# Perth Yak spots and hire



## LatelyLux (May 6, 2008)

Hi all the WA AKFFers, I am going to be in Perth for a few days in August. My wife will be in a conference for one of the days and I think I might try and get a yak fish in, I just need a little help.

Are there any places in Perth near enough to the water to walk to it that rent yaks for the day? I will most probably bring a couple of my rods and a small box of lures with me.
Can anyone give me any tips on where to go and what to target at that time of year? We will be staying in the city I think but don't care if I have to travel a bit to get to the right spot.

Brett


----------



## Shorty (May 11, 2008)

Well i am new to the sport, only been out squidding in the Ventura a couple weeks ago so i have not got a handle on things yet.

I was reading down at Mandurah some 70 kms south of Perth that theres a shop that sells them right on the esturary, apparently you can test ride anything there,,,,,maybe he hires them i am not sure ?

Don't forget August is middle of winter so it could be pot luck regarding the weather, it could be windy ,pouring down etc.

Anyway i am picking up my first fishing yak tommorow and will suss the scene out further over the next couple of months, sorry i can't be much more help at present, hopefully some more experance guys from Perth will chime in at a later date,,,cheers,,,,


----------



## Alf (Apr 21, 2008)

Hi LatelyLux

I picked up my first kayak last week and took her on her maiden voyage out from Cottesloe. Was hoping for a nice salmon or tailor, but only managed to hook into a few Herring (Tommy Ruff). It was a relatively calm day, but still managed to get seasick. It's a bit tricky finding calm days over here now as the metro coastline is pretty exposed (offshore swell tends to be >2m during winter). Down towards Rockingham (Cockburn Sound) would be calmer though. You can check http://www.seabreeze.com.au/graphs/wa.asp to plan your trip. Else you might want to try the estuaries (the Swan locally, or Peel/Harvey 50km south of Perth), which is what I'll be doing - beware of blowfish in the Swan though - they seem to be everywhere at the moment (especially towards Fremantle). Your best bet at this time of year may be to catch a ferry to Rottnest Island and have a crack there. If you had a bit more time I'd suggest heading north to Kalbarri, Shark Bay or Ningaloo.

Not sure about hire options unfortunately, but you may like to talk to one of the local shops like http://www.rivergods.com.au/riot.html#boathire

Hope this helps.

Alf


----------



## LatelyLux (May 6, 2008)

Thanks guys, I'll only get one day to go for a fish/yak while over there. My wife will be in a conference on the Friday so I get a free pass for the day.
We spending an extra couple of days over there for our anniversary, so won't be able to get fishy any more than the one day. Will also
be catching up with my cousin while there.

Brett


----------



## ryber (Mar 13, 2008)

LatelyLux said:


> Thanks guys, I'll only get one day to go for a fish/yak while over there. My wife will be in a conference on the Friday so I get a free pass for the day.
> We spending an extra couple of days over there for our anniversary, so won't be able to get fishy any more than the one day. Will also
> be catching up with my cousin while there.
> 
> Brett


Brett,

There is a kayak hire place right in the middle of Perth which should be a stroll from whereever you are staying http://perth.citysearch.com.au/E/V/PERTH/0013/35/93/3.html - while they are not setup as fishing kayaks per se - its on Swan and you can paddle down to Heirisson Island and round Burswood - you can catch plenty of blowfish!! and there are bream and other types of fish caught throughout their as well.

Two other things to mention - there is a current ban on catching cobbler http://www.fish.wa.gov.au/docs/pub/CobblerProtection/index.php?0102 and also fishing in the Heirisson Island Lakes http://www.fish.wa.gov.au/docs/pub/BlackBreamProtection/index.php?0102.

I can see the river from my desk at work and it is always hard to concentrate on my work and not be thinking about yakking!

Have fun!

cheers
Ry


----------

▶ DIRECTIVES
a – Pull out the stretch of the Perth yak thread from "Are there any" through "on things yet.".
b – List every web address that appears in the Perth yak thread.

▶ DATASET ENTRIES
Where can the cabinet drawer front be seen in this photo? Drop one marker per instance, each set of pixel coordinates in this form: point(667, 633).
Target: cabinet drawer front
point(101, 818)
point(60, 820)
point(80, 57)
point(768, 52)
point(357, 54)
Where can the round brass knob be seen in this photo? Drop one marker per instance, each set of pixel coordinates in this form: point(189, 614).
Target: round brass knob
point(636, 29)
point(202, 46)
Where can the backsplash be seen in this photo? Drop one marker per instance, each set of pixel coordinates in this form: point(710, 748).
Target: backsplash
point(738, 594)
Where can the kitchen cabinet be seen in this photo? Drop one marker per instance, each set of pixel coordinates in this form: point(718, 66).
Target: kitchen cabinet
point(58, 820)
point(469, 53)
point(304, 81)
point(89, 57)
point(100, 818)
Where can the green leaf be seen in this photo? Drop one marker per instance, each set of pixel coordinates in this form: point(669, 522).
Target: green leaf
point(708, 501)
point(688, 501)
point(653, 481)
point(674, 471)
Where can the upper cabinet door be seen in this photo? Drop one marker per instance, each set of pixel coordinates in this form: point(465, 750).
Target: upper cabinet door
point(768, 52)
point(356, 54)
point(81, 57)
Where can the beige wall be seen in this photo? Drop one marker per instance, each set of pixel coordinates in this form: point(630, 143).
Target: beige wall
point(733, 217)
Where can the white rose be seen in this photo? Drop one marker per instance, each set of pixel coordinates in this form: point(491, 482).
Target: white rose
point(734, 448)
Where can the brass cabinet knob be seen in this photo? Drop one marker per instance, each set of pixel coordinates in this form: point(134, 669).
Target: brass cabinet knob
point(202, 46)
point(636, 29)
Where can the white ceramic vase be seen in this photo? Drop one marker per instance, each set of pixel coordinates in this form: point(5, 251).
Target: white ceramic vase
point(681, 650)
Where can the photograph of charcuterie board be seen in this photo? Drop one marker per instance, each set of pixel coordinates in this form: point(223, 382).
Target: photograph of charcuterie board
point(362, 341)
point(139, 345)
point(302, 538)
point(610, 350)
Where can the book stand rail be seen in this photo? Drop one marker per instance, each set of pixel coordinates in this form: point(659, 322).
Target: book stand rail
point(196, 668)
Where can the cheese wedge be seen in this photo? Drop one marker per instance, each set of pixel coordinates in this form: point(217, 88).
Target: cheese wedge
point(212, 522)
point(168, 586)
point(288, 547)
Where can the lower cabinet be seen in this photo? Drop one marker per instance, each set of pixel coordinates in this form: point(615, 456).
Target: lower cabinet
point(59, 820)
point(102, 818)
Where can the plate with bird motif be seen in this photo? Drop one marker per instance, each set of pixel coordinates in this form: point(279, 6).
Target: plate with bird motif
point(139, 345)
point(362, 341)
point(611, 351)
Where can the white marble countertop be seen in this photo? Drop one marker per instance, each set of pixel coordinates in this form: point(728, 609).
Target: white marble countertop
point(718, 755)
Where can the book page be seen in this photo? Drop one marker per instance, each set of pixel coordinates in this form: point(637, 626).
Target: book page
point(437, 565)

▶ SOLUTIONS BY TASK
a –
Are there any places in Perth near enough to the water to walk to it that rent yaks for the day? I will most probably bring a couple of my rods and a small box of lures with me.
Can anyone give me any tips on where to go and what to target at that time of year? We will be staying in the city I think but don't care if I have to travel a bit to get to the right spot.

Brett


----------



## Shorty (May 11, 2008)

Well i am new to the sport, only been out squidding in the Ventura a couple weeks ago so i have not got a handle on things yet.

b –
http://www.seabreeze.com.au/graphs/wa.asp
http://www.rivergods.com.au/riot.html#boathire
http://perth.citysearch.com.au/E/V/PERTH/0013/35/93/3.html
http://www.fish.wa.gov.au/docs/pub/CobblerProtection/index.php?0102
http://www.fish.wa.gov.au/docs/pub/BlackBreamProtection/index.php?0102